» EXERCISE OBJECTIVE
Write out, without any change, the lines in the material below that run from the line with "Where can the red steel" through the line with "Where can the cabin window be", both included.

» ENTRIES SHOWN
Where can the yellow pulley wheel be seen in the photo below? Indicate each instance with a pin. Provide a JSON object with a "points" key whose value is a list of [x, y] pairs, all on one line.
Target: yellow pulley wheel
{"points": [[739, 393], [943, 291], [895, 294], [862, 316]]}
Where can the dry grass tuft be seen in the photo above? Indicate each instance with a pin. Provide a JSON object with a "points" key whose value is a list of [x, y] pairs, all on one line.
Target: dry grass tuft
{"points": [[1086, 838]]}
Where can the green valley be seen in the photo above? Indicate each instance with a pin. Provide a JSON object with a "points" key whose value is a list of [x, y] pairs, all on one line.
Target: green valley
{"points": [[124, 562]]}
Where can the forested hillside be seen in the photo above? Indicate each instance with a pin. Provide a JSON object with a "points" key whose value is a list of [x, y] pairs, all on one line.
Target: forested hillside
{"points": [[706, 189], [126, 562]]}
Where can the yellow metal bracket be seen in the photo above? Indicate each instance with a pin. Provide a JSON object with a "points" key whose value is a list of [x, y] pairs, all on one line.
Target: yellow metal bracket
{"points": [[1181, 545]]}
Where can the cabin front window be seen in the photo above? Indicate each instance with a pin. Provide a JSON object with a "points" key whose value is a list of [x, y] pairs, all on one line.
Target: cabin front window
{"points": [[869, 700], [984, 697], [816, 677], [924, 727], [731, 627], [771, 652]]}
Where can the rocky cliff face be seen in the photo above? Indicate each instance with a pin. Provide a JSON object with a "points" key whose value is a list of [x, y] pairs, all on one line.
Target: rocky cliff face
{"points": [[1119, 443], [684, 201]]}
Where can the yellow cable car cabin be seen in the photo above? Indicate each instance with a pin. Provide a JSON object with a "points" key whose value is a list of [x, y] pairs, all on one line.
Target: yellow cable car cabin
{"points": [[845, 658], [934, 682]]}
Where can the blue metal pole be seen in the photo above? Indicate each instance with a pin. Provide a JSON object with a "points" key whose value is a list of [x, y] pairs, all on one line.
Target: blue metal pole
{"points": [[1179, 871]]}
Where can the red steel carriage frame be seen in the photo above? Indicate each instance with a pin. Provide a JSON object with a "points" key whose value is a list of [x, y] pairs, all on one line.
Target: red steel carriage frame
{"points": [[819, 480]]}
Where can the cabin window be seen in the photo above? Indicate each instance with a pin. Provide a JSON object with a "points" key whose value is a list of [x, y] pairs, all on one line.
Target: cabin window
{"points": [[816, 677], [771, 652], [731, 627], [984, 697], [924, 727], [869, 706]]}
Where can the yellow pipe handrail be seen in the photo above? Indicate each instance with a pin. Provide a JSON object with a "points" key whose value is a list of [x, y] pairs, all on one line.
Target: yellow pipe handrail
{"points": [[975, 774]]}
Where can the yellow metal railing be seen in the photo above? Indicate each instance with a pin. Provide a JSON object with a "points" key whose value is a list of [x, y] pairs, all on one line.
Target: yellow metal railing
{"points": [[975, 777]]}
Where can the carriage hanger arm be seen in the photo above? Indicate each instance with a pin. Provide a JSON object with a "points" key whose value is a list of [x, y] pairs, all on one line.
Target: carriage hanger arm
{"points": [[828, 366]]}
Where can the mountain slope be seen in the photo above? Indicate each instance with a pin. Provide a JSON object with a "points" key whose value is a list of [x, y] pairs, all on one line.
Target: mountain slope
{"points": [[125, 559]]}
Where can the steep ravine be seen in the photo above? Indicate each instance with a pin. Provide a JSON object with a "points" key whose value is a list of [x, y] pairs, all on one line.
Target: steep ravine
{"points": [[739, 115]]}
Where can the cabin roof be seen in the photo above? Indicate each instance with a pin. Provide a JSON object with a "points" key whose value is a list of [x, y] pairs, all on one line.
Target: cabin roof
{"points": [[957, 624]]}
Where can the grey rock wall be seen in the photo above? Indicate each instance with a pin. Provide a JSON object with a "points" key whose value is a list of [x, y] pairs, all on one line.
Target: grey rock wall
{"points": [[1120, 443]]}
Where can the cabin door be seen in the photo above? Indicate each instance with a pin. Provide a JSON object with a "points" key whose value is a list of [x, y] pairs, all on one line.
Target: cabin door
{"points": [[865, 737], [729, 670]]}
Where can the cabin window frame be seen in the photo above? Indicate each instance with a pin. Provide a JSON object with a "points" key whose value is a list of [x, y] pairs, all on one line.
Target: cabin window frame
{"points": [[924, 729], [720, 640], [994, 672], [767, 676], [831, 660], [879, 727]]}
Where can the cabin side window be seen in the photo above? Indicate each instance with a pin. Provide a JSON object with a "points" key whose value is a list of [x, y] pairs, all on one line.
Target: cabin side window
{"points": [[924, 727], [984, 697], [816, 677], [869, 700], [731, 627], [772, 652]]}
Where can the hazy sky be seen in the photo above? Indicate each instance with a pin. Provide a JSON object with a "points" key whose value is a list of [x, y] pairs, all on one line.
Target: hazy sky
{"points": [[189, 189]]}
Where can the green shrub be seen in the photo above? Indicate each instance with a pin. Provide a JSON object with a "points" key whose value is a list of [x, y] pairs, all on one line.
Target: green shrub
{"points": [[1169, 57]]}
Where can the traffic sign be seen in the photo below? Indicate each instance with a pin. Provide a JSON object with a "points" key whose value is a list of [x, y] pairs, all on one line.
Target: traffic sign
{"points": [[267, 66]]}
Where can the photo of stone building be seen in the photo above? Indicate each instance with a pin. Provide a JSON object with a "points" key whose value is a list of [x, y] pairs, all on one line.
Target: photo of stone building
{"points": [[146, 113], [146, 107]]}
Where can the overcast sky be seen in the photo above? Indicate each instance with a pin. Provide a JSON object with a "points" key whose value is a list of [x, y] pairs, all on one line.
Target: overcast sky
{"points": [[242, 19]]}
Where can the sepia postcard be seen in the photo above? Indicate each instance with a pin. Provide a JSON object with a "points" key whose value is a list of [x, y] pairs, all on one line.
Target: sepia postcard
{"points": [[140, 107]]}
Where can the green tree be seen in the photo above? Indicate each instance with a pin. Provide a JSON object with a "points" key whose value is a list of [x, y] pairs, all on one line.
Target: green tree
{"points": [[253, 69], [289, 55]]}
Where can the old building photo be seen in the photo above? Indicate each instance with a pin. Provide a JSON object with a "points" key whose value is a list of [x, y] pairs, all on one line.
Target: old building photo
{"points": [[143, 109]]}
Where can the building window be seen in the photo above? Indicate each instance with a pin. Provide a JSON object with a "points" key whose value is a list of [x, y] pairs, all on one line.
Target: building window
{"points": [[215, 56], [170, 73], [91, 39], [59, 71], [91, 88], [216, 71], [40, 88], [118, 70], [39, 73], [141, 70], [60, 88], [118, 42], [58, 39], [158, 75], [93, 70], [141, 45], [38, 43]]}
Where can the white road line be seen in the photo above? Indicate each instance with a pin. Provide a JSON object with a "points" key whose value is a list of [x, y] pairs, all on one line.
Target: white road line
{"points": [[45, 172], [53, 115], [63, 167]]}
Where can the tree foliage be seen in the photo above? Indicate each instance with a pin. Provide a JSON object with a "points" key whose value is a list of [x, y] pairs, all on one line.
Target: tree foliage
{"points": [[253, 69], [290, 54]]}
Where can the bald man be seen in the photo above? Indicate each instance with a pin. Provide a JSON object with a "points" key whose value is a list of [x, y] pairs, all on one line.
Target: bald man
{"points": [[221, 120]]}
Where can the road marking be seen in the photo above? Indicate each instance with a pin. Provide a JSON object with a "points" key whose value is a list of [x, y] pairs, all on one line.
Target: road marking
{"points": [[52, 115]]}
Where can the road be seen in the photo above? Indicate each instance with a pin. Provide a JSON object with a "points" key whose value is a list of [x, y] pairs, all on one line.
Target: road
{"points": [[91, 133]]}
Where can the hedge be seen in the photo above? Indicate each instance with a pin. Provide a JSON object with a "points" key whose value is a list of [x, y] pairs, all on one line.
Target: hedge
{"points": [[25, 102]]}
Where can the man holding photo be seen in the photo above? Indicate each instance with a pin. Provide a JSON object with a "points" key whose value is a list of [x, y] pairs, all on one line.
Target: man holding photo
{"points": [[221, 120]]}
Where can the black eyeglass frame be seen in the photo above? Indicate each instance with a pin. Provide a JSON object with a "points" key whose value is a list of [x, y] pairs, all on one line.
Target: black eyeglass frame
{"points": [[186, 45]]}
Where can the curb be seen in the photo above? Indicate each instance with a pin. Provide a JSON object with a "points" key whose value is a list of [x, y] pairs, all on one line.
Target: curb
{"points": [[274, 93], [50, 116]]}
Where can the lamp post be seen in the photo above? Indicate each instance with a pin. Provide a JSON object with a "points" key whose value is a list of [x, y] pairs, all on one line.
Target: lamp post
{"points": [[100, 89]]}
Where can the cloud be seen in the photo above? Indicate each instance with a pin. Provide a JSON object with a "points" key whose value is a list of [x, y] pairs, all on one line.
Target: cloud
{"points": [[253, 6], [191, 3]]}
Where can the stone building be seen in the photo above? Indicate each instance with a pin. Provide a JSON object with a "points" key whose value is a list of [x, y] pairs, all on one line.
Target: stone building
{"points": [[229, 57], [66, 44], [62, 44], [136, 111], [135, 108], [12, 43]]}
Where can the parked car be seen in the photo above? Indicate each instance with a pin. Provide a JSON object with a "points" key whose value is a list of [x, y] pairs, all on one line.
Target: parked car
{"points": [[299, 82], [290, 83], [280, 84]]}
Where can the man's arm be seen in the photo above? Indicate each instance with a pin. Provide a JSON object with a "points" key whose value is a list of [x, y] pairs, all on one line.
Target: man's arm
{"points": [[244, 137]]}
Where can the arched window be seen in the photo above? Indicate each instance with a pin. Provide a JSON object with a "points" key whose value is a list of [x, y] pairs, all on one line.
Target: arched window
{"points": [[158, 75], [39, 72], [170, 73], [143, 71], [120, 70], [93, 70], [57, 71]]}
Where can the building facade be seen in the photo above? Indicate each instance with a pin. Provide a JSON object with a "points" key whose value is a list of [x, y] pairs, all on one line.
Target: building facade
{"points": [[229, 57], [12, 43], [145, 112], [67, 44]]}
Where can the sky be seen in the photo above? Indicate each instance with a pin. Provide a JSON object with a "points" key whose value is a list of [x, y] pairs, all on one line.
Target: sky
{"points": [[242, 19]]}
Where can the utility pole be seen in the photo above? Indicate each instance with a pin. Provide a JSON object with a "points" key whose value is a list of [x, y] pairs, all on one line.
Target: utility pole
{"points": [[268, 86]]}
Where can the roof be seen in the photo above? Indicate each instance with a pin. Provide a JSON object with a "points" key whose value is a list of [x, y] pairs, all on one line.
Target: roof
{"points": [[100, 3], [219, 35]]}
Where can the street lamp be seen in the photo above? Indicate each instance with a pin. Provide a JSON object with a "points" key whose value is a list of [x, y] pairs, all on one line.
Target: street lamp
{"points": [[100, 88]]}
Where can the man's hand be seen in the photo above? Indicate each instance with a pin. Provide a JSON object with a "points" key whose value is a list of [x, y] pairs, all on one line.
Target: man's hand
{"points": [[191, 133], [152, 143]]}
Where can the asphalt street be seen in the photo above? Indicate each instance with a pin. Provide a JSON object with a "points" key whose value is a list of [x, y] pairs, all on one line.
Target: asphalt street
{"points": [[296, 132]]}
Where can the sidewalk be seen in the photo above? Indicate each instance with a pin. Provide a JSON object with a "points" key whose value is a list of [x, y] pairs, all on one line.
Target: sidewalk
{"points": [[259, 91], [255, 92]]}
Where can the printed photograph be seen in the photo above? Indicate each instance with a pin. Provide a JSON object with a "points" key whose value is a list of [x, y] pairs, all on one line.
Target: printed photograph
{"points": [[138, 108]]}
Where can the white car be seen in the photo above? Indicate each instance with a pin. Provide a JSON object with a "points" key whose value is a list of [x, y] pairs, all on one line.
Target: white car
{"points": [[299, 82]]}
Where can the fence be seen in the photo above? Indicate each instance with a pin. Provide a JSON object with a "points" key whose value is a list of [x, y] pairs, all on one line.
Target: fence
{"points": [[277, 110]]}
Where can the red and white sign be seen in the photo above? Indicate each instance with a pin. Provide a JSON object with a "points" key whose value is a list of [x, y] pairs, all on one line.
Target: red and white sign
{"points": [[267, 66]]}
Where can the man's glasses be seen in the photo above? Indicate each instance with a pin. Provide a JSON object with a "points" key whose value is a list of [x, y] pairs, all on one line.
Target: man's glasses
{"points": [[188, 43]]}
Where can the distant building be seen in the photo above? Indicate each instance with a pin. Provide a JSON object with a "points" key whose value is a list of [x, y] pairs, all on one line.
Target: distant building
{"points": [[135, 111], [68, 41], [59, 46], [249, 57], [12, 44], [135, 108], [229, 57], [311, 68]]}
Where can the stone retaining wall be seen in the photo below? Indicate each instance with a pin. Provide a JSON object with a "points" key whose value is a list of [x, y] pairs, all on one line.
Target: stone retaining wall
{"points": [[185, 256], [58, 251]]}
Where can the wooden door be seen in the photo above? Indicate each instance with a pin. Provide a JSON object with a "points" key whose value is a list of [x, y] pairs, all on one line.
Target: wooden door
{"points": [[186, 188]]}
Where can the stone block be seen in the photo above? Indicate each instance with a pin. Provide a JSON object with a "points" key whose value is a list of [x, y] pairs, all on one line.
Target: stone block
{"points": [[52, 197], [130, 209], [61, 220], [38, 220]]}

» EXERCISE OUTPUT
Where can the red steel carriage frame be seen in the photo above? Indicate each instance with a pin. Provide a JSON object with a "points" key whose value is a list of [x, y] pairs, all on one line.
Target: red steel carriage frame
{"points": [[819, 480]]}
Where can the cabin window be seen in the photo above? Indicate each instance with a pin. Provide a JSON object with a "points" key whose value is a list of [x, y] pairs, all on one line.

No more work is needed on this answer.